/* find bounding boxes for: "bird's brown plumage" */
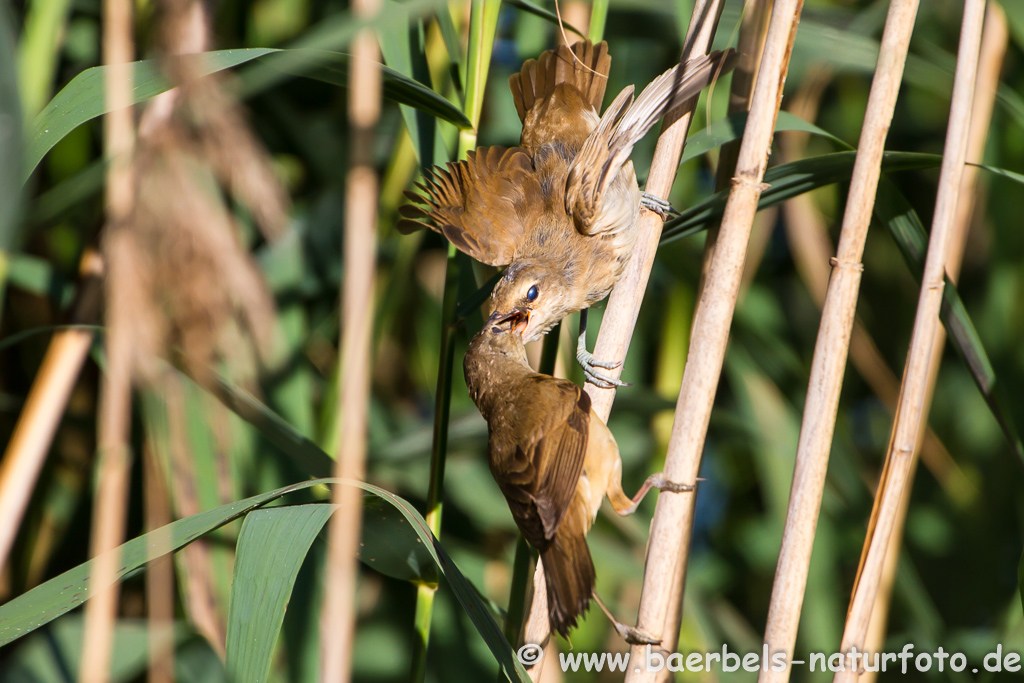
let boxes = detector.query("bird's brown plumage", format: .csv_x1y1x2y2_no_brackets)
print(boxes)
400,41,734,344
464,319,651,636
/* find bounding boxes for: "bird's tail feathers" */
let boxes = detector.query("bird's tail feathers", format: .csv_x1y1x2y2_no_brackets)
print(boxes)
510,40,612,123
540,502,595,637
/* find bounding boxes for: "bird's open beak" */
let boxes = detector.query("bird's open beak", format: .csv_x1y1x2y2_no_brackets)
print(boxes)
487,308,531,336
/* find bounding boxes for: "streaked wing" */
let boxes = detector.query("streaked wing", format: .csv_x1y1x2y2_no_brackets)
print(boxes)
565,49,735,235
397,146,539,267
492,378,590,549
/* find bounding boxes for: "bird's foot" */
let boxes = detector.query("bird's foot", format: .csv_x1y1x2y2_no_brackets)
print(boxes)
593,591,661,646
577,338,630,389
640,192,679,220
645,472,697,494
614,623,662,646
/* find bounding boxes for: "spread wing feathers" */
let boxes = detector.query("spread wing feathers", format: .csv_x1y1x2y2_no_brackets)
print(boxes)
564,49,736,234
510,40,611,123
397,146,538,267
494,378,591,551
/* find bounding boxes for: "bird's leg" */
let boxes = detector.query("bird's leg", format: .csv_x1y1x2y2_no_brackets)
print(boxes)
592,591,662,646
640,192,680,220
576,308,630,389
606,470,698,516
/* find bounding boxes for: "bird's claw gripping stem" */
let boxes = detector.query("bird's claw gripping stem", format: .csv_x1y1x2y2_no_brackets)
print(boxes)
617,624,662,646
640,192,679,220
645,473,695,494
577,329,630,389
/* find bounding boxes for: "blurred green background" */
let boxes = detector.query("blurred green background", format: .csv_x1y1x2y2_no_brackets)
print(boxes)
1,0,1024,681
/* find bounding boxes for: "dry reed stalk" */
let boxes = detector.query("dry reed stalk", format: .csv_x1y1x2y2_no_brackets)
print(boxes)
859,6,1007,678
729,0,776,296
163,376,226,654
754,2,921,682
521,3,727,670
622,1,805,679
319,0,381,679
583,0,725,419
660,1,775,655
778,63,965,498
0,251,102,572
702,0,775,294
832,2,988,680
144,447,175,683
78,0,135,676
783,195,967,498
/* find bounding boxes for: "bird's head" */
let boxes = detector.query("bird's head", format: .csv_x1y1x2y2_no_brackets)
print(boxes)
489,260,573,342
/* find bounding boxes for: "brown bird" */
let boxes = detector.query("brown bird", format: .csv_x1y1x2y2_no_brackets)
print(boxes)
400,41,733,387
463,310,693,640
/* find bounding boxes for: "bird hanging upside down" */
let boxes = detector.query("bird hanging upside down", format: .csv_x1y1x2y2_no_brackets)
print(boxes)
463,309,696,641
400,41,734,387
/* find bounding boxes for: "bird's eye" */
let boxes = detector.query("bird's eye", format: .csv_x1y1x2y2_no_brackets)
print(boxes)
526,285,539,303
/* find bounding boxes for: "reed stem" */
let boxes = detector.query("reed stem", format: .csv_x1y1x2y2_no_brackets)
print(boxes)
623,2,803,680
319,0,381,679
832,2,987,680
859,5,1007,680
0,252,102,573
78,0,135,675
756,3,921,682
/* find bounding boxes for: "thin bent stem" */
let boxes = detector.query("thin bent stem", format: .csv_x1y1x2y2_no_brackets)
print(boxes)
410,3,501,681
756,2,921,683
832,2,987,681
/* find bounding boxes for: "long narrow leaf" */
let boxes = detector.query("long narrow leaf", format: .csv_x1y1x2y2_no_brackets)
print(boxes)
226,505,336,683
27,47,469,181
874,179,1024,467
662,151,943,242
26,49,275,181
0,479,321,648
0,478,530,682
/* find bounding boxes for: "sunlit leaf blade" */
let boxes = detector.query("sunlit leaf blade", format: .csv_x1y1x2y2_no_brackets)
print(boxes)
27,46,468,182
355,481,530,682
0,0,22,252
201,378,527,679
26,49,276,181
874,179,1024,467
434,4,464,96
226,505,335,683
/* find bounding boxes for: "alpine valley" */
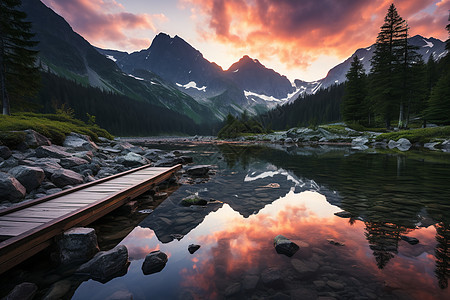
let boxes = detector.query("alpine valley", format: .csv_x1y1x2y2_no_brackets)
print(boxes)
20,0,447,135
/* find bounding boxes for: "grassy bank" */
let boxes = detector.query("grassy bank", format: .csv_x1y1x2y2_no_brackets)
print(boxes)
375,126,450,143
0,112,113,147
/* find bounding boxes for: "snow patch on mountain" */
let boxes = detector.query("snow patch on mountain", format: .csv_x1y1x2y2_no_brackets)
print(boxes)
244,90,282,102
106,55,117,62
423,39,434,48
176,81,207,92
128,74,144,81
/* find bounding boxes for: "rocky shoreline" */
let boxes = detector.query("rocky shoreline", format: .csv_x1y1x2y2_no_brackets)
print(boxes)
0,130,196,209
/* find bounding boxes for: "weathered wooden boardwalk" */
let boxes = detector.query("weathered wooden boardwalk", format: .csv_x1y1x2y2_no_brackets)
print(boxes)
0,164,181,274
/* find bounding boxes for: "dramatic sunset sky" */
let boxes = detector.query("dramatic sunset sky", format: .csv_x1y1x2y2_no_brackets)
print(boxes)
41,0,448,81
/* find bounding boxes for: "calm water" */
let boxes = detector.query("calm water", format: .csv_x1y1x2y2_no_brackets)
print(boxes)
72,143,450,300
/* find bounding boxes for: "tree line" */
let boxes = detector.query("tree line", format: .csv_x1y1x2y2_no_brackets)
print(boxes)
341,4,450,128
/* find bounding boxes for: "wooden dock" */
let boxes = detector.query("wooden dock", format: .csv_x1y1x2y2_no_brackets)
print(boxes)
0,164,181,274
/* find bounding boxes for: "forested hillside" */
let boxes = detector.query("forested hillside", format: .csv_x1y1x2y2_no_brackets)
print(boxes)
16,72,219,136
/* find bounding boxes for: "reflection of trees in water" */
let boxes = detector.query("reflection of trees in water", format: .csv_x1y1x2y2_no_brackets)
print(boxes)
217,144,263,169
364,222,410,269
435,222,449,289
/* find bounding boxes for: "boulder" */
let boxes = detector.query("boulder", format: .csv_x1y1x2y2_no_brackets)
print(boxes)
4,282,38,300
351,137,368,146
261,268,284,289
0,145,12,159
72,151,93,163
63,133,98,152
0,172,26,202
115,152,149,167
181,195,207,206
51,169,84,187
113,141,134,152
186,165,211,177
24,129,51,148
284,138,294,144
77,245,129,283
129,146,145,155
0,157,19,171
142,250,168,275
274,235,299,257
35,145,72,159
55,227,99,264
188,244,201,254
60,157,89,169
8,166,45,192
32,158,61,178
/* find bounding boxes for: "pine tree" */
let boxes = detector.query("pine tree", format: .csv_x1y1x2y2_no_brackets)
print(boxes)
0,0,39,115
342,56,368,124
369,4,408,128
425,16,450,125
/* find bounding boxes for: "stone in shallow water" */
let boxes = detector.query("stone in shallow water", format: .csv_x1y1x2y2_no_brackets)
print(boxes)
188,244,201,254
327,239,345,246
181,195,207,206
261,267,284,289
243,274,259,290
334,211,352,218
56,227,99,264
142,250,168,275
274,234,300,257
5,282,37,300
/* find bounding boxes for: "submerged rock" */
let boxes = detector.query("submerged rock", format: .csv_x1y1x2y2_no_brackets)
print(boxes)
77,245,129,283
185,165,211,177
274,234,299,257
4,282,38,300
142,250,168,275
261,268,284,289
334,211,352,218
327,239,345,246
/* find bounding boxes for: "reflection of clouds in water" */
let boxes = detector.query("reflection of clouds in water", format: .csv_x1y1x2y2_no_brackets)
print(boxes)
120,226,160,261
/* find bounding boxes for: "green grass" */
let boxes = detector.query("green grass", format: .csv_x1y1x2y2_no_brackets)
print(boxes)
375,126,450,143
0,112,113,147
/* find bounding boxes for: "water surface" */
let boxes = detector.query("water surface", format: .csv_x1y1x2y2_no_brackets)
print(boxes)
73,144,450,299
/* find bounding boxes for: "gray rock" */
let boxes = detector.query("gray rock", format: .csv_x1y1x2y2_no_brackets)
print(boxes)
327,280,345,290
115,152,149,167
63,133,98,152
142,250,168,275
284,137,294,144
129,146,145,155
291,259,317,276
56,227,99,264
113,141,134,152
351,137,368,146
4,282,38,300
0,172,26,202
0,145,12,159
35,145,72,159
0,157,19,170
96,167,118,178
32,158,61,178
388,138,411,151
24,129,51,148
72,151,93,163
274,234,299,257
261,268,284,289
77,245,129,283
8,165,45,192
186,165,211,176
46,188,63,195
51,169,84,187
424,142,440,150
60,157,89,169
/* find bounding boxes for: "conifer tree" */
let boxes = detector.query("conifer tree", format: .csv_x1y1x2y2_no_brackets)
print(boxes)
342,56,368,124
369,3,408,128
0,0,39,115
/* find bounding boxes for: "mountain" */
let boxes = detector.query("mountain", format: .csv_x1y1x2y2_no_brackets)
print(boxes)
320,35,447,89
97,33,316,117
20,0,218,125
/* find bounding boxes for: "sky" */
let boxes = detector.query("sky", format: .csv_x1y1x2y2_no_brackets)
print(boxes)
41,0,449,82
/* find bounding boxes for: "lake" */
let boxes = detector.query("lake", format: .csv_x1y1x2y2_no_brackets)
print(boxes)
70,143,450,299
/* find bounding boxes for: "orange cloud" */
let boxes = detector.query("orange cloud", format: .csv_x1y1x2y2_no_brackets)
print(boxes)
182,0,448,70
41,0,165,50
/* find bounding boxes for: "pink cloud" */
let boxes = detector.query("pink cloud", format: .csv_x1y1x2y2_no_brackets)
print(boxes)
42,0,164,50
182,0,448,70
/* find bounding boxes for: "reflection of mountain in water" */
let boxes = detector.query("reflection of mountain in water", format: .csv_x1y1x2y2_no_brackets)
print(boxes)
140,160,341,244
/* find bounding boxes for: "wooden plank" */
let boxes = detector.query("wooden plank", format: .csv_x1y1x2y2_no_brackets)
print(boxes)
0,216,53,223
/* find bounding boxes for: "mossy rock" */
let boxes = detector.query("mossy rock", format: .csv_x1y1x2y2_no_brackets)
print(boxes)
0,131,26,148
181,195,207,206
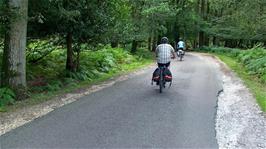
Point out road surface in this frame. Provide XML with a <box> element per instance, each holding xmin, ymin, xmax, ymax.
<box><xmin>1</xmin><ymin>53</ymin><xmax>222</xmax><ymax>148</ymax></box>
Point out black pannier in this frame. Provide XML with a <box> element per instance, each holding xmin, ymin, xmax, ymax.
<box><xmin>152</xmin><ymin>68</ymin><xmax>160</xmax><ymax>81</ymax></box>
<box><xmin>164</xmin><ymin>67</ymin><xmax>172</xmax><ymax>82</ymax></box>
<box><xmin>152</xmin><ymin>67</ymin><xmax>172</xmax><ymax>82</ymax></box>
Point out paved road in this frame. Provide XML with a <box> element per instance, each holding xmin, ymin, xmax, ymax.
<box><xmin>1</xmin><ymin>53</ymin><xmax>222</xmax><ymax>148</ymax></box>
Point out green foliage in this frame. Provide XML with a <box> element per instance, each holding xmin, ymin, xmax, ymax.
<box><xmin>217</xmin><ymin>54</ymin><xmax>266</xmax><ymax>111</ymax></box>
<box><xmin>0</xmin><ymin>38</ymin><xmax>3</xmax><ymax>54</ymax></box>
<box><xmin>25</xmin><ymin>39</ymin><xmax>152</xmax><ymax>94</ymax></box>
<box><xmin>76</xmin><ymin>47</ymin><xmax>137</xmax><ymax>80</ymax></box>
<box><xmin>197</xmin><ymin>47</ymin><xmax>266</xmax><ymax>111</ymax></box>
<box><xmin>135</xmin><ymin>48</ymin><xmax>154</xmax><ymax>60</ymax></box>
<box><xmin>0</xmin><ymin>39</ymin><xmax>3</xmax><ymax>48</ymax></box>
<box><xmin>0</xmin><ymin>87</ymin><xmax>15</xmax><ymax>108</ymax></box>
<box><xmin>26</xmin><ymin>37</ymin><xmax>62</xmax><ymax>63</ymax></box>
<box><xmin>0</xmin><ymin>0</ymin><xmax>8</xmax><ymax>37</ymax></box>
<box><xmin>237</xmin><ymin>48</ymin><xmax>266</xmax><ymax>82</ymax></box>
<box><xmin>46</xmin><ymin>80</ymin><xmax>63</xmax><ymax>92</ymax></box>
<box><xmin>27</xmin><ymin>48</ymin><xmax>66</xmax><ymax>81</ymax></box>
<box><xmin>197</xmin><ymin>47</ymin><xmax>266</xmax><ymax>83</ymax></box>
<box><xmin>28</xmin><ymin>0</ymin><xmax>118</xmax><ymax>44</ymax></box>
<box><xmin>208</xmin><ymin>0</ymin><xmax>266</xmax><ymax>41</ymax></box>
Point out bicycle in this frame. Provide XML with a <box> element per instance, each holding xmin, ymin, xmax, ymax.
<box><xmin>152</xmin><ymin>65</ymin><xmax>172</xmax><ymax>93</ymax></box>
<box><xmin>158</xmin><ymin>65</ymin><xmax>166</xmax><ymax>93</ymax></box>
<box><xmin>177</xmin><ymin>48</ymin><xmax>185</xmax><ymax>61</ymax></box>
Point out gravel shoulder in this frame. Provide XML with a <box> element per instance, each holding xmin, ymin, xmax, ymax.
<box><xmin>200</xmin><ymin>53</ymin><xmax>266</xmax><ymax>149</ymax></box>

------------------------------------------------------------

Task goal:
Filter the entries above down to the lines containing the word "head".

Solution to this exercise:
/* find bounding boxes for: "bird's head" */
let boxes = detector.query("bird's head", format: .csv_x1y1x2y2_no_brackets)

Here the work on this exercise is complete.